Entries from a pointing dataset
=======

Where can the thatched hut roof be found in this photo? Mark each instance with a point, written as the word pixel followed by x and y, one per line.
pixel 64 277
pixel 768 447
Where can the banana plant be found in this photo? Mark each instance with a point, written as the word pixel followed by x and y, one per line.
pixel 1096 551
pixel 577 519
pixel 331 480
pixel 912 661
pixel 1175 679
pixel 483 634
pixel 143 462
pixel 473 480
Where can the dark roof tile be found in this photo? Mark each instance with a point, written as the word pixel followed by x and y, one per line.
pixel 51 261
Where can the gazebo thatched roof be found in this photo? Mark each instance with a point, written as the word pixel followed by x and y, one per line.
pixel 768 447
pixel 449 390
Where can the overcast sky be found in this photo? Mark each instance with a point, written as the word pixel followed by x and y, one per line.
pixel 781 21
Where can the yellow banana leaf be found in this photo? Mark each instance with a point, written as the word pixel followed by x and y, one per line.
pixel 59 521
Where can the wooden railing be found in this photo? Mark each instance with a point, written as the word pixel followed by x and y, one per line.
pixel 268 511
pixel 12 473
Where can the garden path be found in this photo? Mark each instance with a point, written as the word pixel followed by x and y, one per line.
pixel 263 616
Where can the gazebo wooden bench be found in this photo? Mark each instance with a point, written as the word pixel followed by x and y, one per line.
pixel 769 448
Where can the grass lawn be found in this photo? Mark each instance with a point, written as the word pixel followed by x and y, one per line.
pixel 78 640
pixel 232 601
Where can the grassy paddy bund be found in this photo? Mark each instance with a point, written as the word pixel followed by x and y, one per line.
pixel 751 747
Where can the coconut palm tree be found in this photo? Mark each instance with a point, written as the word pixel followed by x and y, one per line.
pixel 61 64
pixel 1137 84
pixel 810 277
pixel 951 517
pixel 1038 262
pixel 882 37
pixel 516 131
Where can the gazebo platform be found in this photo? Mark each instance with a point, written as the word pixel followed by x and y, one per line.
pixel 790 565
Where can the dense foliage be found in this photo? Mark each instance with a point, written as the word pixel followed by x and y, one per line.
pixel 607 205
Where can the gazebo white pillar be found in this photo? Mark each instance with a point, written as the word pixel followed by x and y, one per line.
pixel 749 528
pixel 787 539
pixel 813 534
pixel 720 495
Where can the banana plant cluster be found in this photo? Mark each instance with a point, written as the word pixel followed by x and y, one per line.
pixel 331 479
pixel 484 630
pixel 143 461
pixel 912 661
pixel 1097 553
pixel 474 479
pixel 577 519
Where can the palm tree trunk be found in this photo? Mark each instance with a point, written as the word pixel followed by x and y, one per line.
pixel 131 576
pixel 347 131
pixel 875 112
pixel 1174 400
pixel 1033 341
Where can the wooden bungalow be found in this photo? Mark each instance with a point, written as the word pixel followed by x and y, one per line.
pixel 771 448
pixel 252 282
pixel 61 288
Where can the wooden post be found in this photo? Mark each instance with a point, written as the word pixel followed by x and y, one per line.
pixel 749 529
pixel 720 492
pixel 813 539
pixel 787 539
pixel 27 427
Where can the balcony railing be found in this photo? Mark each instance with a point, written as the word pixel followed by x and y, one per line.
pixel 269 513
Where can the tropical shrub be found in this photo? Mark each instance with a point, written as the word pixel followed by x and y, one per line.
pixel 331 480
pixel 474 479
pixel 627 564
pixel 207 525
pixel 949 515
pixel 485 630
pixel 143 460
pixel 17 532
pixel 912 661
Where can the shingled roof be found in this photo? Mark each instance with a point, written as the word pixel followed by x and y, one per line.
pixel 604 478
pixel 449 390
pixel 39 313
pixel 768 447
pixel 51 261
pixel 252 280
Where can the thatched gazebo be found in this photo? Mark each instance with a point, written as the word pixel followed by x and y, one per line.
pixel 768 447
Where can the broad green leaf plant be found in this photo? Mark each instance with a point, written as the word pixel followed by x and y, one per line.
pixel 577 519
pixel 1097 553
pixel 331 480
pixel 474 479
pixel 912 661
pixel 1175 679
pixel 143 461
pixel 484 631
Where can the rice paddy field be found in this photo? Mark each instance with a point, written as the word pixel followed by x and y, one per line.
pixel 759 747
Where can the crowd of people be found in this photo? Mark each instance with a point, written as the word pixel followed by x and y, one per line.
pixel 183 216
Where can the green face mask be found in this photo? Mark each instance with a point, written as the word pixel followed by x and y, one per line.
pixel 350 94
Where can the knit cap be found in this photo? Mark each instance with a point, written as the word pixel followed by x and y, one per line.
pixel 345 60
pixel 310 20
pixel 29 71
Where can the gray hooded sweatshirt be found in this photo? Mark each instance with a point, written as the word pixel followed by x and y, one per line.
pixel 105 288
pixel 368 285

=======

Convert every line of the records above into a Markdown table with two columns, Number and Text, giving each line its own numbered row and omitting any blank lines.

| Number | Text |
|---|---|
| 1 | Where can the thatched hut roof be found in this photo? Mark each instance with a point, written as the word pixel followed by x and y, one per line. |
| 2 | pixel 64 277 |
| 3 | pixel 768 447 |
| 4 | Where can the banana plant be found in this photo? Mark each instance with a point, written as the word pixel followed by x and y, one per line. |
| 5 | pixel 1096 551 |
| 6 | pixel 577 519 |
| 7 | pixel 331 480 |
| 8 | pixel 912 661 |
| 9 | pixel 1175 679 |
| 10 | pixel 483 634 |
| 11 | pixel 143 462 |
| 12 | pixel 473 480 |
| 13 | Where can the dark roof tile be found in this photo? Mark each instance with a point, written as the word pixel followed by x and y, one per line. |
| 14 | pixel 51 261 |
| 15 | Where can the gazebo thatched roof be found in this photo? Mark each instance with a point, written as the word pixel followed by x and y, one per line. |
| 16 | pixel 768 447 |
| 17 | pixel 449 390 |
| 18 | Where can the overcast sky be found in this photo? Mark each instance with a point, written as the word pixel followed by x and y, one per line. |
| 19 | pixel 781 21 |
| 20 | Where can the yellow banana leaf be found in this photo? Mark each instance with a point, written as the word pixel followed by x and y, one per line. |
| 21 | pixel 59 521 |
| 22 | Where can the wooden railing be found in this photo? Mark each instance with a point, written as the word pixel followed by x and y, one per line. |
| 23 | pixel 268 511 |
| 24 | pixel 12 473 |
| 25 | Where can the garden path be found in this photo? Mark each instance with a point, written as the word pixel followed by x and y, one per line. |
| 26 | pixel 263 616 |
| 27 | Where can the gazebo wooden bench be found in this photo? Mark each instance with a point, written as the word pixel followed by x and y, one per line. |
| 28 | pixel 769 448 |
| 29 | Where can the grass lawn be found in this photo? Mark each instance with a point, written as the word pixel followed by x and y, one per line. |
| 30 | pixel 78 640 |
| 31 | pixel 232 601 |
| 32 | Where can the grassy paddy bund be found in this photo? Mark each instance with a point, written as the word pixel followed by x and y, one per line. |
| 33 | pixel 751 747 |
| 34 | Where can the coconut palm tree be found in this photo? Mark each instance with a point, written as the word pixel followed by x and y, one per line. |
| 35 | pixel 61 64 |
| 36 | pixel 1137 84 |
| 37 | pixel 810 277 |
| 38 | pixel 951 517 |
| 39 | pixel 1038 262 |
| 40 | pixel 882 37 |
| 41 | pixel 516 131 |
| 42 | Where can the gazebo platform be found in this photo? Mark each instance with a point, written as the word pixel followed by x and y, one per line. |
| 43 | pixel 790 565 |
| 44 | Where can the dense foliage be found in this photo? Mark each instance with a point, written as the word pixel followed by x and y, one per line. |
| 45 | pixel 607 205 |
| 46 | Where can the gazebo white pillar be found in this photo? Mark each instance with a point, written as the word pixel followed by x and y, one per line. |
| 47 | pixel 749 528 |
| 48 | pixel 787 539 |
| 49 | pixel 813 534 |
| 50 | pixel 720 495 |
| 51 | Where can the banana plant cluster be found in this photo? Mark each instance with a point, written as the word pixel followed by x and y, one per line. |
| 52 | pixel 331 479 |
| 53 | pixel 484 630 |
| 54 | pixel 143 461 |
| 55 | pixel 912 661 |
| 56 | pixel 1097 553 |
| 57 | pixel 474 479 |
| 58 | pixel 577 519 |
| 59 | Where can the palm tree trunk be found in this photo? Mark each instance with a point, written as the word pixel followed by x and y, one per line. |
| 60 | pixel 131 576 |
| 61 | pixel 347 131 |
| 62 | pixel 875 112 |
| 63 | pixel 1174 400 |
| 64 | pixel 1033 341 |
| 65 | Where can the wooden bungalow be found in this photo? Mark each instance with a point, written as the word pixel followed by x and y, one per line. |
| 66 | pixel 771 448 |
| 67 | pixel 252 282 |
| 68 | pixel 61 288 |
| 69 | Where can the wooden post be found in this photo? Mark each instance with a point, written as the word pixel followed by x and y, one per line. |
| 70 | pixel 749 529 |
| 71 | pixel 720 492 |
| 72 | pixel 813 539 |
| 73 | pixel 787 539 |
| 74 | pixel 27 427 |
| 75 | Where can the balcony railing be found in this photo? Mark each instance with a point, written as the word pixel followed by x and y, one per line. |
| 76 | pixel 269 513 |
| 77 | Where can the tropical shrub be found in this photo? Mark each instance with a point, written as the word pixel followed by x and y, one per line. |
| 78 | pixel 331 480 |
| 79 | pixel 474 479 |
| 80 | pixel 627 564 |
| 81 | pixel 207 525 |
| 82 | pixel 949 515 |
| 83 | pixel 485 630 |
| 84 | pixel 143 460 |
| 85 | pixel 17 532 |
| 86 | pixel 912 661 |
| 87 | Where can the shingled roof be found in this photo? Mark each instance with a point, written as the word pixel followed by x and y, one per line. |
| 88 | pixel 604 478 |
| 89 | pixel 449 390 |
| 90 | pixel 39 313 |
| 91 | pixel 768 447 |
| 92 | pixel 51 261 |
| 93 | pixel 252 280 |
| 94 | Where can the thatched gazebo be found in this photo? Mark each instance with a point, written as the word pixel followed by x and y, one per line. |
| 95 | pixel 768 447 |
| 96 | Where can the broad green leaf plant be found in this photo? Mark each instance with a point, written as the word pixel followed by x and y, one per line. |
| 97 | pixel 577 519 |
| 98 | pixel 1097 553 |
| 99 | pixel 331 480 |
| 100 | pixel 474 479 |
| 101 | pixel 912 661 |
| 102 | pixel 1175 679 |
| 103 | pixel 143 461 |
| 104 | pixel 484 631 |
| 105 | Where can the rice paddy field be found in this photo? Mark each instance with a point, written as the word pixel followed by x and y, one per line. |
| 106 | pixel 759 747 |
| 107 | Where can the crowd of people be found in this photo? Mark each instance with a point, written as the word pixel followed by x and y, one per line. |
| 108 | pixel 183 216 |
| 109 | Where can the green face mask be found in this photo? Mark each instance with a point, written as the word pixel followed by x and y, one per line. |
| 110 | pixel 350 94 |
| 111 | Where can the knit cap be found in this photo? Mark each instance with a point, written as the word pixel followed by x and y, one per line. |
| 112 | pixel 345 60 |
| 113 | pixel 310 20 |
| 114 | pixel 29 71 |
| 115 | Where can the gray hooded sweatshirt be found in this photo? Mark each instance with a point, written as the word pixel followed by x and y, one per line. |
| 116 | pixel 105 288 |
| 117 | pixel 368 285 |